Try it: Find the number of lines below in which the word "screen" appears, and write that number only.

Source data

_ _ _ _ _ _ _

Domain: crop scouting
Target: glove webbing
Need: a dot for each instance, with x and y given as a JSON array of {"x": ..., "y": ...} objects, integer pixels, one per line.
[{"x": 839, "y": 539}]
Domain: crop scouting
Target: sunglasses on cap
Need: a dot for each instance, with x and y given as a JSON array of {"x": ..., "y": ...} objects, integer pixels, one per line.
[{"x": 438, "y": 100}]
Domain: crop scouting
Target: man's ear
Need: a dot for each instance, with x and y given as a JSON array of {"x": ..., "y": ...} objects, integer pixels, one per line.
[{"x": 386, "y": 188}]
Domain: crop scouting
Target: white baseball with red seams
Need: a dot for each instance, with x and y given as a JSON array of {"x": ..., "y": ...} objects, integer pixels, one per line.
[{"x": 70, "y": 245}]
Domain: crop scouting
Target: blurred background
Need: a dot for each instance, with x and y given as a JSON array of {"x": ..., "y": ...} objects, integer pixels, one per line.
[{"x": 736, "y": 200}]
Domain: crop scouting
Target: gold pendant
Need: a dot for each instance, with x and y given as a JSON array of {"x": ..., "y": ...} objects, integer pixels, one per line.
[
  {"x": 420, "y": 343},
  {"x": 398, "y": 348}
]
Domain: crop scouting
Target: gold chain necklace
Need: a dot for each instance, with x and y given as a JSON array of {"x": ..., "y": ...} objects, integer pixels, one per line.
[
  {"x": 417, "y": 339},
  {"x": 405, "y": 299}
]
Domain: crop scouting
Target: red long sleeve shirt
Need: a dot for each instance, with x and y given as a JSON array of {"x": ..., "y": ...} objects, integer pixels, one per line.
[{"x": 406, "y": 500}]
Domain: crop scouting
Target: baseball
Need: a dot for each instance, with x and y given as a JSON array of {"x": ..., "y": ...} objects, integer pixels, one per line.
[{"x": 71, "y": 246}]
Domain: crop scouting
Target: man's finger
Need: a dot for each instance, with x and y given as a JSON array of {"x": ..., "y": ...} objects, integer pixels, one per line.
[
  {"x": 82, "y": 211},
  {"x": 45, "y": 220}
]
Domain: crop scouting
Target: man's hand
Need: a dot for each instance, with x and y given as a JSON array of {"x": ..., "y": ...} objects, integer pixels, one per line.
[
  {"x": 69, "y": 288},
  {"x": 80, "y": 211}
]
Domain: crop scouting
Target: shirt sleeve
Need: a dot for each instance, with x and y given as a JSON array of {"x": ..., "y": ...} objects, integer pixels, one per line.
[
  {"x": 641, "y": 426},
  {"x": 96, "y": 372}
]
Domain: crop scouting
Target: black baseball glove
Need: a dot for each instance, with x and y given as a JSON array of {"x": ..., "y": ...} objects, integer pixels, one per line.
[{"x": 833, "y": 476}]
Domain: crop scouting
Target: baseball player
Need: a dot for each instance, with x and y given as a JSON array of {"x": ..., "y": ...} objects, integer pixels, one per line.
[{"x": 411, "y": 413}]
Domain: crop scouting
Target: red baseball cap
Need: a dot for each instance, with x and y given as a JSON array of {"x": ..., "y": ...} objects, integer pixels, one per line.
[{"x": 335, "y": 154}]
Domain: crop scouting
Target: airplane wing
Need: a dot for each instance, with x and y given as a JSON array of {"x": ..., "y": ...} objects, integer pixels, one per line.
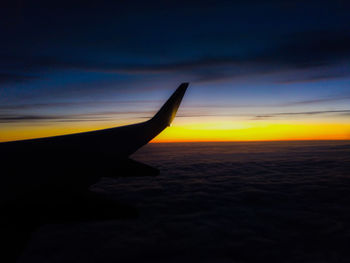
[
  {"x": 121, "y": 141},
  {"x": 76, "y": 161}
]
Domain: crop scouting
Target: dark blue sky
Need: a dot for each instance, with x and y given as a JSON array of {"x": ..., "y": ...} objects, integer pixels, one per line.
[{"x": 64, "y": 61}]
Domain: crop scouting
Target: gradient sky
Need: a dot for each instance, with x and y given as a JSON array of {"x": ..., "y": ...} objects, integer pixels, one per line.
[{"x": 259, "y": 70}]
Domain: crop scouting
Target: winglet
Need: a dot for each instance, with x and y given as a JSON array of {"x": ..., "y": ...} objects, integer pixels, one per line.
[{"x": 167, "y": 112}]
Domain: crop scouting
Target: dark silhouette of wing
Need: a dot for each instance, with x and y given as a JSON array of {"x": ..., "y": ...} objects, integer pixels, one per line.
[
  {"x": 46, "y": 180},
  {"x": 121, "y": 141}
]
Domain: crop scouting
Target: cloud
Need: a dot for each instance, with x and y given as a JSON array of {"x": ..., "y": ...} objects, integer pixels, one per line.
[{"x": 304, "y": 113}]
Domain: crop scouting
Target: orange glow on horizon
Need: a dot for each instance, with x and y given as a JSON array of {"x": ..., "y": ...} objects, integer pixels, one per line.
[{"x": 199, "y": 132}]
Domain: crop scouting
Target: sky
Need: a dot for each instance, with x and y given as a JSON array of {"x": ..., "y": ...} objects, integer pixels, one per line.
[{"x": 258, "y": 70}]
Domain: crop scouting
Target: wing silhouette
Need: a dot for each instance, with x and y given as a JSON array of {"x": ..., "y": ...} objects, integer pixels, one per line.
[
  {"x": 122, "y": 141},
  {"x": 47, "y": 180}
]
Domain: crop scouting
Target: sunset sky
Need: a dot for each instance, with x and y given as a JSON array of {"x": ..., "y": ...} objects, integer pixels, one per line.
[{"x": 278, "y": 70}]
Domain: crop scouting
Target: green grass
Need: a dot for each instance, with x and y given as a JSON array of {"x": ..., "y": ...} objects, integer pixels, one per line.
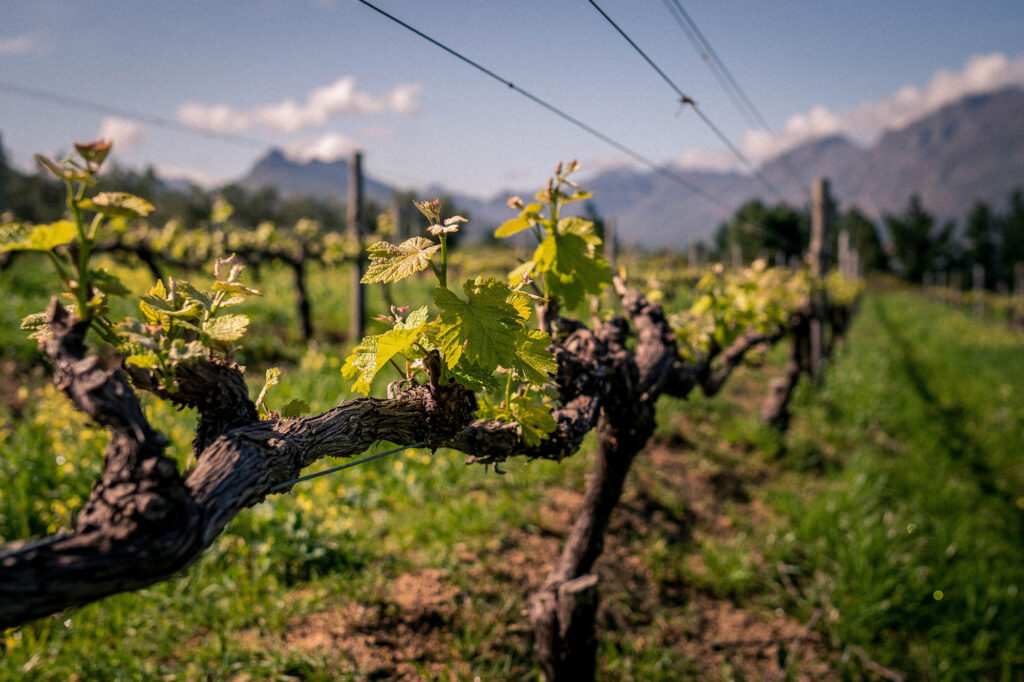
[
  {"x": 901, "y": 478},
  {"x": 913, "y": 549}
]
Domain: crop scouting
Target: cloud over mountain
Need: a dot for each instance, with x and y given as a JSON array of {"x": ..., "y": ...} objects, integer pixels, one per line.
[
  {"x": 124, "y": 132},
  {"x": 322, "y": 104},
  {"x": 981, "y": 74}
]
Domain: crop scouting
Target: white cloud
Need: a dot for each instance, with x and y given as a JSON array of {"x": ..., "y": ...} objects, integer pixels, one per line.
[
  {"x": 711, "y": 160},
  {"x": 19, "y": 44},
  {"x": 331, "y": 146},
  {"x": 199, "y": 178},
  {"x": 125, "y": 133},
  {"x": 320, "y": 107},
  {"x": 980, "y": 74}
]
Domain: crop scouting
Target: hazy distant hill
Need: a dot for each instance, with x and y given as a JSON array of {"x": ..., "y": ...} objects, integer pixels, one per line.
[{"x": 968, "y": 151}]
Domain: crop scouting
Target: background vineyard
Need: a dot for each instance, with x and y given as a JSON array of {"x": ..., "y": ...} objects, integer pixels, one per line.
[{"x": 737, "y": 549}]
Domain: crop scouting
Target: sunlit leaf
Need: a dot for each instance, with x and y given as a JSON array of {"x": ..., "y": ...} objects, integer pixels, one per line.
[
  {"x": 118, "y": 205},
  {"x": 389, "y": 262},
  {"x": 17, "y": 237}
]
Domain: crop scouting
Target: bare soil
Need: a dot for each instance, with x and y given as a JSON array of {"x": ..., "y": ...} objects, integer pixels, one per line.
[{"x": 412, "y": 631}]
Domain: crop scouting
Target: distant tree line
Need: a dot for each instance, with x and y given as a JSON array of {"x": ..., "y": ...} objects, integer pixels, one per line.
[
  {"x": 38, "y": 198},
  {"x": 909, "y": 244}
]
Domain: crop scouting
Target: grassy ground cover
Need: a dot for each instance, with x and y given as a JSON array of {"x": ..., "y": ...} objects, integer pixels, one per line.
[{"x": 884, "y": 529}]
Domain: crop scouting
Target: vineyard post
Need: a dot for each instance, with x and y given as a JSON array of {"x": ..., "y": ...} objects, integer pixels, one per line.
[
  {"x": 978, "y": 289},
  {"x": 610, "y": 242},
  {"x": 1017, "y": 304},
  {"x": 819, "y": 266},
  {"x": 843, "y": 255},
  {"x": 3, "y": 177},
  {"x": 355, "y": 219}
]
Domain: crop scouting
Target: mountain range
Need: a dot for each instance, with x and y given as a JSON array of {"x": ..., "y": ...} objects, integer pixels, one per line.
[{"x": 966, "y": 152}]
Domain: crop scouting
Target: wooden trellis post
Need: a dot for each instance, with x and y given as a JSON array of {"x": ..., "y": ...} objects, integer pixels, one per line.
[
  {"x": 818, "y": 257},
  {"x": 356, "y": 219}
]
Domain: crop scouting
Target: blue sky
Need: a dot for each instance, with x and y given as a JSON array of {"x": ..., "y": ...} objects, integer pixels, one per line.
[{"x": 321, "y": 77}]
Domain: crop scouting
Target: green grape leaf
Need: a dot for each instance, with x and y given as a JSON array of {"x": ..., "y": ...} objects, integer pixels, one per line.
[
  {"x": 389, "y": 262},
  {"x": 580, "y": 226},
  {"x": 193, "y": 294},
  {"x": 374, "y": 352},
  {"x": 15, "y": 237},
  {"x": 295, "y": 408},
  {"x": 532, "y": 360},
  {"x": 118, "y": 205},
  {"x": 66, "y": 171},
  {"x": 107, "y": 283},
  {"x": 515, "y": 276},
  {"x": 475, "y": 378},
  {"x": 226, "y": 328},
  {"x": 481, "y": 328},
  {"x": 145, "y": 360},
  {"x": 522, "y": 302},
  {"x": 534, "y": 418},
  {"x": 578, "y": 196},
  {"x": 235, "y": 288},
  {"x": 571, "y": 267},
  {"x": 35, "y": 322},
  {"x": 512, "y": 226},
  {"x": 183, "y": 352}
]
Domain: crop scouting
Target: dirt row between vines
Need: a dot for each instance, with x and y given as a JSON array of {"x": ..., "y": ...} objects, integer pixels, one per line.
[{"x": 410, "y": 632}]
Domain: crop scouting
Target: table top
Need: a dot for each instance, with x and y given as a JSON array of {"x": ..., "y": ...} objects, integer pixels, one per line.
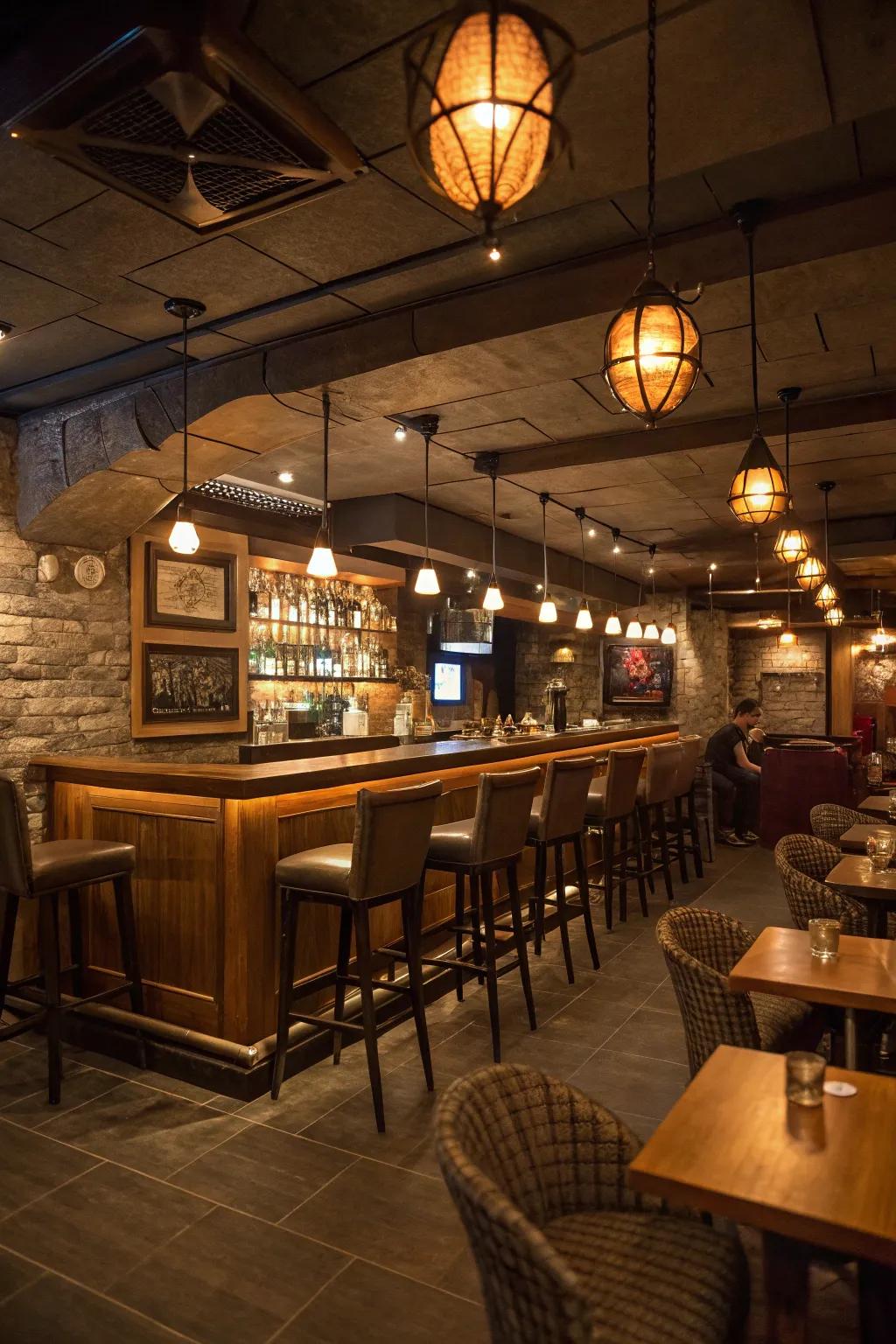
[
  {"x": 735, "y": 1146},
  {"x": 855, "y": 875},
  {"x": 780, "y": 962}
]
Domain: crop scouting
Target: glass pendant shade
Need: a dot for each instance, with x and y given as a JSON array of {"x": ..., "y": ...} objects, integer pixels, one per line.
[
  {"x": 183, "y": 536},
  {"x": 652, "y": 353},
  {"x": 494, "y": 601},
  {"x": 810, "y": 573},
  {"x": 584, "y": 617},
  {"x": 792, "y": 546},
  {"x": 427, "y": 581},
  {"x": 760, "y": 491},
  {"x": 484, "y": 84}
]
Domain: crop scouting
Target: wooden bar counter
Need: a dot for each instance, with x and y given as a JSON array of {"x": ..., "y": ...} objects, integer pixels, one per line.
[{"x": 208, "y": 839}]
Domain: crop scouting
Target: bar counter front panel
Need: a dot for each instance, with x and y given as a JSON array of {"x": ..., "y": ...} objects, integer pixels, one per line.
[{"x": 208, "y": 839}]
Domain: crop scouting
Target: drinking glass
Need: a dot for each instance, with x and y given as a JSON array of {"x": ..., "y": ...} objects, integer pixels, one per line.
[
  {"x": 823, "y": 938},
  {"x": 805, "y": 1078}
]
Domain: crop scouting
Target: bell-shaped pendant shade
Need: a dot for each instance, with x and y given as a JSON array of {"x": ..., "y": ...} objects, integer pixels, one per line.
[
  {"x": 792, "y": 546},
  {"x": 760, "y": 492},
  {"x": 810, "y": 573},
  {"x": 652, "y": 353}
]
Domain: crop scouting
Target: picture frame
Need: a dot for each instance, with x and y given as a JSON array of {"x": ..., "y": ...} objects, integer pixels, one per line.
[
  {"x": 637, "y": 674},
  {"x": 190, "y": 592},
  {"x": 191, "y": 684}
]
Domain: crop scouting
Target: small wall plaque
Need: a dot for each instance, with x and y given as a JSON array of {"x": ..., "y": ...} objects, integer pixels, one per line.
[{"x": 90, "y": 571}]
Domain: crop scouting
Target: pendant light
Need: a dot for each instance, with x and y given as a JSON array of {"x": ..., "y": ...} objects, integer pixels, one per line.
[
  {"x": 760, "y": 492},
  {"x": 427, "y": 581},
  {"x": 484, "y": 85},
  {"x": 549, "y": 611},
  {"x": 584, "y": 616},
  {"x": 652, "y": 353},
  {"x": 185, "y": 538},
  {"x": 492, "y": 601},
  {"x": 614, "y": 624},
  {"x": 652, "y": 631},
  {"x": 323, "y": 564}
]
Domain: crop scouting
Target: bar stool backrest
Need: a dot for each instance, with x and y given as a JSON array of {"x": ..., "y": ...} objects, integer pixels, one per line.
[
  {"x": 624, "y": 773},
  {"x": 391, "y": 837},
  {"x": 566, "y": 797},
  {"x": 664, "y": 760},
  {"x": 502, "y": 810},
  {"x": 15, "y": 845},
  {"x": 688, "y": 766}
]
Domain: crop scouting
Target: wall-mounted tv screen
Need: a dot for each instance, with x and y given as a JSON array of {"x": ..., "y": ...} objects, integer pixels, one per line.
[{"x": 448, "y": 682}]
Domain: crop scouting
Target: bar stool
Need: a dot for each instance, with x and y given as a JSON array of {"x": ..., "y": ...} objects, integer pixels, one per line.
[
  {"x": 612, "y": 802},
  {"x": 557, "y": 819},
  {"x": 685, "y": 794},
  {"x": 40, "y": 872},
  {"x": 383, "y": 863},
  {"x": 654, "y": 790},
  {"x": 489, "y": 842}
]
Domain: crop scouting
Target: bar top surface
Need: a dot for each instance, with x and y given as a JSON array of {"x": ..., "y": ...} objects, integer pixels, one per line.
[{"x": 352, "y": 767}]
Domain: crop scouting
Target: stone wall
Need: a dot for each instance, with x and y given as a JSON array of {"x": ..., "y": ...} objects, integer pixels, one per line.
[{"x": 790, "y": 682}]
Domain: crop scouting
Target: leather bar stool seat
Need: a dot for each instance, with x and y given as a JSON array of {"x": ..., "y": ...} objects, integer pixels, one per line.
[
  {"x": 58, "y": 864},
  {"x": 612, "y": 807},
  {"x": 382, "y": 864},
  {"x": 556, "y": 820},
  {"x": 42, "y": 872},
  {"x": 489, "y": 843}
]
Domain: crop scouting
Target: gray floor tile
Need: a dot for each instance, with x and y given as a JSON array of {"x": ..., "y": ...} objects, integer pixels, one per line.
[
  {"x": 398, "y": 1219},
  {"x": 101, "y": 1225},
  {"x": 230, "y": 1278},
  {"x": 406, "y": 1312},
  {"x": 147, "y": 1130},
  {"x": 262, "y": 1171},
  {"x": 32, "y": 1166},
  {"x": 65, "y": 1313}
]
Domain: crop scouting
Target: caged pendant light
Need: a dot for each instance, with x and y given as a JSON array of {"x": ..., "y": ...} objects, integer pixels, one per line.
[
  {"x": 584, "y": 616},
  {"x": 492, "y": 599},
  {"x": 484, "y": 85},
  {"x": 323, "y": 564},
  {"x": 427, "y": 581},
  {"x": 652, "y": 353},
  {"x": 185, "y": 538},
  {"x": 549, "y": 611},
  {"x": 760, "y": 492}
]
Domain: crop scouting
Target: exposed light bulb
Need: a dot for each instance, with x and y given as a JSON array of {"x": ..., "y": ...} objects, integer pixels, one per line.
[{"x": 427, "y": 581}]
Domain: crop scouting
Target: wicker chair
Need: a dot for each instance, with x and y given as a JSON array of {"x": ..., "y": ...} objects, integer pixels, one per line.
[
  {"x": 830, "y": 820},
  {"x": 567, "y": 1254},
  {"x": 803, "y": 862},
  {"x": 700, "y": 948}
]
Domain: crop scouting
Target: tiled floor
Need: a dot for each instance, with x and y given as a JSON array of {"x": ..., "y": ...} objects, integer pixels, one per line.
[{"x": 145, "y": 1210}]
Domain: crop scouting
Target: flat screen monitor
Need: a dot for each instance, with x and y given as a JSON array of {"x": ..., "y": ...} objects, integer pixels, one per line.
[{"x": 448, "y": 682}]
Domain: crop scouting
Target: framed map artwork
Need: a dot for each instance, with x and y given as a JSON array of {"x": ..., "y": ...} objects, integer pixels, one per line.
[{"x": 190, "y": 592}]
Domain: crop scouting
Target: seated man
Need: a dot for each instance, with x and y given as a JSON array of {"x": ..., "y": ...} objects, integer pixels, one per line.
[{"x": 735, "y": 776}]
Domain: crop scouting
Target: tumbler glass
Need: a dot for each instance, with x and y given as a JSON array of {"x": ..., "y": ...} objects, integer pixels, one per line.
[{"x": 805, "y": 1078}]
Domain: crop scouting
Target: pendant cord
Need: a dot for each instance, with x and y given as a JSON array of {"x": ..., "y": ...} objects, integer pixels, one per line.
[{"x": 652, "y": 130}]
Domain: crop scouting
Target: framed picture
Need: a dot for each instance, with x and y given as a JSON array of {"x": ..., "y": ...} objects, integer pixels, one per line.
[
  {"x": 191, "y": 592},
  {"x": 635, "y": 674},
  {"x": 186, "y": 684}
]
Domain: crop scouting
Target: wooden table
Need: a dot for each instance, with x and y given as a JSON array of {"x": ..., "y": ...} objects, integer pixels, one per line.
[
  {"x": 805, "y": 1176},
  {"x": 875, "y": 889},
  {"x": 863, "y": 976}
]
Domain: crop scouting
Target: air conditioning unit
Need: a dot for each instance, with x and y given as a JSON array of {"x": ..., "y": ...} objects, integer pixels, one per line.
[{"x": 173, "y": 109}]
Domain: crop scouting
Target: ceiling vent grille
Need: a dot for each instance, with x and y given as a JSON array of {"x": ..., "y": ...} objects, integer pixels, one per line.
[{"x": 198, "y": 124}]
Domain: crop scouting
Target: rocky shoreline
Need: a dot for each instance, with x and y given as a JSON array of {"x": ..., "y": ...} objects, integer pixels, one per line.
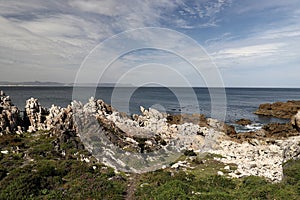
[{"x": 259, "y": 153}]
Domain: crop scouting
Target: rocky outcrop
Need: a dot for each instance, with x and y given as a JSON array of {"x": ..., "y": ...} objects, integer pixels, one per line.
[
  {"x": 10, "y": 120},
  {"x": 113, "y": 135},
  {"x": 279, "y": 109},
  {"x": 295, "y": 121}
]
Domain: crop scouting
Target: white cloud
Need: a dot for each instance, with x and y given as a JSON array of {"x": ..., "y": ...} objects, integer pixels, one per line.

_ _ _ _ _ _ _

Exercise answer: 2